PROBLEM DETAILS: Starting at the line with "Identify the fuel" and running through the end of the records, rename "tank strap" to "tank bracket" and give those lines again with nothing else changed.

ENTRIES SHOWN:
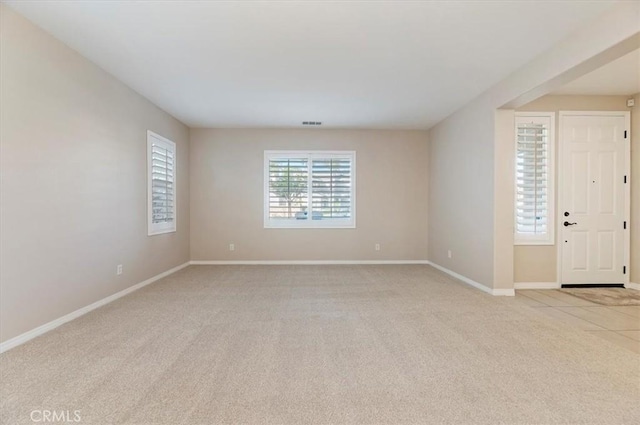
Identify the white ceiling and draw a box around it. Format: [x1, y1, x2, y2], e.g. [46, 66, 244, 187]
[5, 0, 613, 129]
[553, 50, 640, 96]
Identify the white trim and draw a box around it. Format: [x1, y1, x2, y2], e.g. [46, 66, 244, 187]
[147, 130, 178, 236]
[513, 112, 556, 245]
[189, 260, 431, 266]
[624, 282, 640, 291]
[429, 261, 516, 297]
[0, 262, 189, 353]
[262, 150, 357, 229]
[556, 111, 633, 287]
[513, 282, 561, 289]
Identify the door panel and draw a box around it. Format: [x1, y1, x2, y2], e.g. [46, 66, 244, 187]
[559, 113, 628, 284]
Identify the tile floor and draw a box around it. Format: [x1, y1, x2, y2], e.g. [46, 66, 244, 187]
[516, 289, 640, 354]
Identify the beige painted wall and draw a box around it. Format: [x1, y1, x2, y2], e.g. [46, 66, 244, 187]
[428, 2, 640, 289]
[428, 104, 494, 287]
[514, 95, 638, 282]
[0, 6, 189, 341]
[191, 129, 429, 260]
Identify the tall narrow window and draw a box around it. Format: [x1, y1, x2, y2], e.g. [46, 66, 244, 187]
[264, 151, 355, 228]
[514, 112, 555, 245]
[147, 131, 176, 236]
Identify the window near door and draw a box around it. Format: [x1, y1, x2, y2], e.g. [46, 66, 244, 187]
[147, 131, 176, 236]
[514, 112, 555, 245]
[264, 151, 356, 228]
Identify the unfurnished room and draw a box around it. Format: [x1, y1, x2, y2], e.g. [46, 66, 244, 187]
[0, 0, 640, 425]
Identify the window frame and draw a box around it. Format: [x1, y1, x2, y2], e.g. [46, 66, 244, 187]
[147, 130, 178, 236]
[263, 150, 356, 229]
[513, 112, 556, 245]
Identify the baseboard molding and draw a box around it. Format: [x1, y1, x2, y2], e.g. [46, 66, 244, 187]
[0, 262, 189, 353]
[624, 282, 640, 291]
[513, 282, 560, 289]
[190, 260, 430, 266]
[429, 262, 516, 297]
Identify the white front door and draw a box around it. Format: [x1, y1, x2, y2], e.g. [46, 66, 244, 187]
[558, 112, 630, 284]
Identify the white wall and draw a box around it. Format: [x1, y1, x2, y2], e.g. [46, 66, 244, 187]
[191, 129, 429, 261]
[428, 2, 640, 289]
[0, 5, 189, 341]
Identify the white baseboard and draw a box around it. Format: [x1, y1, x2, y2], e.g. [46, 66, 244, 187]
[429, 262, 516, 297]
[624, 282, 640, 291]
[513, 282, 561, 289]
[0, 262, 189, 353]
[190, 260, 430, 266]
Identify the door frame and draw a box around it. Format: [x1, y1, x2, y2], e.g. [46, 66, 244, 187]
[555, 111, 631, 287]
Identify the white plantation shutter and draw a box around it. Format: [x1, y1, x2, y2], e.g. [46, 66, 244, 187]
[147, 131, 176, 235]
[311, 158, 351, 220]
[515, 114, 554, 244]
[264, 151, 355, 227]
[268, 158, 309, 220]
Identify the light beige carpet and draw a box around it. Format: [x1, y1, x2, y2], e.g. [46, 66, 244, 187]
[561, 288, 640, 306]
[0, 266, 640, 425]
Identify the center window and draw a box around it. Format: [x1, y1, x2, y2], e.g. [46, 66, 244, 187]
[264, 151, 356, 228]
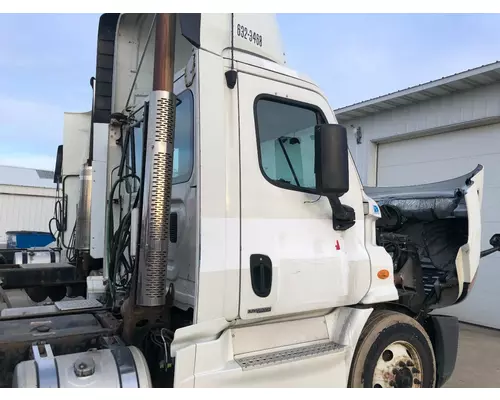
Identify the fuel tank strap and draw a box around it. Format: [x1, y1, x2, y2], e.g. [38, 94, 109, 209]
[32, 344, 59, 389]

RESULT BELOW:
Identify the fuel tank bracket and draw a box around it. Format: [x1, y1, x2, y2], e.g. [38, 94, 109, 209]
[32, 344, 59, 389]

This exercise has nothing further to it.